### WHAT IS NEEDED
Please copy every line of the records below that contains the word "outline". Case counts.

-- START ENTRIES SUPPLIED --

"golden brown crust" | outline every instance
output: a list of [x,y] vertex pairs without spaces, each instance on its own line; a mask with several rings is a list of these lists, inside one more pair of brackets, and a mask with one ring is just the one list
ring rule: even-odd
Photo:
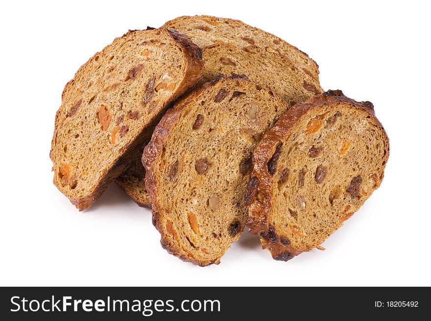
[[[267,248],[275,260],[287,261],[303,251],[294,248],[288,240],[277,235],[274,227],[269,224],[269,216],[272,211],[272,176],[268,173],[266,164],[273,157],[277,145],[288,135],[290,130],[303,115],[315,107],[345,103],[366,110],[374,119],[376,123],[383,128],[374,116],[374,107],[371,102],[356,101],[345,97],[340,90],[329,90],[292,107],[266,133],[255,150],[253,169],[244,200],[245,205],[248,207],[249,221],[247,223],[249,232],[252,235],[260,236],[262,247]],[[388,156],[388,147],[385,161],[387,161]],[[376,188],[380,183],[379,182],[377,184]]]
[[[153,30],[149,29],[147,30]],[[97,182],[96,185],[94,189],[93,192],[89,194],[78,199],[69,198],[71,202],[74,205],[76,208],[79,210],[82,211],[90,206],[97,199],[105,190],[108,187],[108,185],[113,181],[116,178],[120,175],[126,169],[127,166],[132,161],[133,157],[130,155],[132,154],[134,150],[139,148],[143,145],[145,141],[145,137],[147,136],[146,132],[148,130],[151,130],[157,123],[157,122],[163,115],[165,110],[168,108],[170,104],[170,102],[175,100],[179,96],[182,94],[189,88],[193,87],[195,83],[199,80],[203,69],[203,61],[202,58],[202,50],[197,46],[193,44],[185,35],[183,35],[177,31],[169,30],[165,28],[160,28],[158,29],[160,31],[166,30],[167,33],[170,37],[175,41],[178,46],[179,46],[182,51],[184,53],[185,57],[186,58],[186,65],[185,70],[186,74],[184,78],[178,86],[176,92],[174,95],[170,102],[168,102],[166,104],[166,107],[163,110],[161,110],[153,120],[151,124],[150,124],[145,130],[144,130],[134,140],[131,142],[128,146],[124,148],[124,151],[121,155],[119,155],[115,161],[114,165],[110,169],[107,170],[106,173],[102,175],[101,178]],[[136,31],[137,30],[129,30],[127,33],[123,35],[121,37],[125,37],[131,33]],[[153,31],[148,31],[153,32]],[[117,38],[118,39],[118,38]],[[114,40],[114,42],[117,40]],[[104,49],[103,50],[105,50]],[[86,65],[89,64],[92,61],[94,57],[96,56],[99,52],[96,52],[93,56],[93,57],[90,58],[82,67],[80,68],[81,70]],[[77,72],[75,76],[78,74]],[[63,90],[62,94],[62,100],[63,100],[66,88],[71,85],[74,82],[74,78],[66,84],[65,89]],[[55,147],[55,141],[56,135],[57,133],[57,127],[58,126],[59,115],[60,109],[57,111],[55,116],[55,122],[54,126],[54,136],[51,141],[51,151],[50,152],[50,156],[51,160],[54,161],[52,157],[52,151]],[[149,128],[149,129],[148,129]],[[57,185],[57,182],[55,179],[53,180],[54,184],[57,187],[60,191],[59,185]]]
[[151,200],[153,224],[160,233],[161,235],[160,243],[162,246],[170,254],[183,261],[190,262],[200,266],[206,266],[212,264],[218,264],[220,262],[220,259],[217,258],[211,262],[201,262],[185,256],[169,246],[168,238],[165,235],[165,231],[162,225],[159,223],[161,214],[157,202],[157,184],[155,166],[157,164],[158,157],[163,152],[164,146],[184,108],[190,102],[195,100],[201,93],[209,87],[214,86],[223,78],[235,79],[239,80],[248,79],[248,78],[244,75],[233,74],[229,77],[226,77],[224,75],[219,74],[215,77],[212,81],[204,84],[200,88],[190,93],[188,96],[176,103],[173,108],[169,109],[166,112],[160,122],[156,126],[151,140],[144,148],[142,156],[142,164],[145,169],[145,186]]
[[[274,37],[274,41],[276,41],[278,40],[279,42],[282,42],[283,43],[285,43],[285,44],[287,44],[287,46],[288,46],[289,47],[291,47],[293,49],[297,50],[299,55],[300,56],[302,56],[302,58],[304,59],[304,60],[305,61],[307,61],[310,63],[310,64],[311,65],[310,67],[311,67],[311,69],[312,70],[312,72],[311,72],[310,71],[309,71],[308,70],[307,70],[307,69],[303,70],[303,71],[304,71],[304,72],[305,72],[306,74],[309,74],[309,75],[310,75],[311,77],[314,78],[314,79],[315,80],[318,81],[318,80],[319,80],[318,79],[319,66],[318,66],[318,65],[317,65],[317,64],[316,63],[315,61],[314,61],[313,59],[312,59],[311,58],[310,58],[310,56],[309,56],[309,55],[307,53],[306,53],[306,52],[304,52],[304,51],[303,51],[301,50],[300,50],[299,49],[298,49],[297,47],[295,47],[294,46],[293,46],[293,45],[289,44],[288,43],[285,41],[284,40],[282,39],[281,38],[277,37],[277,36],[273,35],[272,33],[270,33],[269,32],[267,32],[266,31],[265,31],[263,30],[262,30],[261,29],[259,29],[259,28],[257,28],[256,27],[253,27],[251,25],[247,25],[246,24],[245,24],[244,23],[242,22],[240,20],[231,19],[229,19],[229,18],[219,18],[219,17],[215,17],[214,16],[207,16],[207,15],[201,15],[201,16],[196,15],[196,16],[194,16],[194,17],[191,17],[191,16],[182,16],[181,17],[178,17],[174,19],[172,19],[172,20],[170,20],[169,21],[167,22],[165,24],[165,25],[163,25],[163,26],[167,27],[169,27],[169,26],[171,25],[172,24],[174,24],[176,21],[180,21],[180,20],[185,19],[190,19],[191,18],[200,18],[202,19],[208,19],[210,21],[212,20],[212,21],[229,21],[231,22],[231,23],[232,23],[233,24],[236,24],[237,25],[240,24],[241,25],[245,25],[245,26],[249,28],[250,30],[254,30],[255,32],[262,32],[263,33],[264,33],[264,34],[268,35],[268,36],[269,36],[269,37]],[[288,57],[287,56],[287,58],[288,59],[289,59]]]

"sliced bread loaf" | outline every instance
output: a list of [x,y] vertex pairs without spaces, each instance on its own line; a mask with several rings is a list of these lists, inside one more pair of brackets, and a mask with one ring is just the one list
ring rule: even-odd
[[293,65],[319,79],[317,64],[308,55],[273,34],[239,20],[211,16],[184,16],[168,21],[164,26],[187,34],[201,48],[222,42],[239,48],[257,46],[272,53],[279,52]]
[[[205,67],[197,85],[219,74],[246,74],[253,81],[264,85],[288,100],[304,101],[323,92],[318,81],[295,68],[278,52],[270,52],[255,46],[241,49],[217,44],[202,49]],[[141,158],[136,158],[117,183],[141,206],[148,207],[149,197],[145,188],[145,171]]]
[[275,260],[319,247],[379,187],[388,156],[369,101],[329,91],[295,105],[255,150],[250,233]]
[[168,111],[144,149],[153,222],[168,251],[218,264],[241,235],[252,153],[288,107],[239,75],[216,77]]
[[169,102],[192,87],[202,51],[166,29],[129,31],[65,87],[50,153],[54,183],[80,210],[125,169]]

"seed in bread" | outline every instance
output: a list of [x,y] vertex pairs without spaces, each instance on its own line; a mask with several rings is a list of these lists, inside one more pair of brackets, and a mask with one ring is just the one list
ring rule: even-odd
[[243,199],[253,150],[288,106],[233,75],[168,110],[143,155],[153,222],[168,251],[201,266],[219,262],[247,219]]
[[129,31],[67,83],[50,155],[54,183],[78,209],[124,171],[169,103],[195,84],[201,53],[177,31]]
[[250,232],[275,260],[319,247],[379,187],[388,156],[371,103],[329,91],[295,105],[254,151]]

-- END ENTRIES SUPPLIED --

### EXERCISE OUTPUT
"golden brown crust" | outline every instance
"sliced bread loaf" | outline every instance
"seed in bread" | outline every instance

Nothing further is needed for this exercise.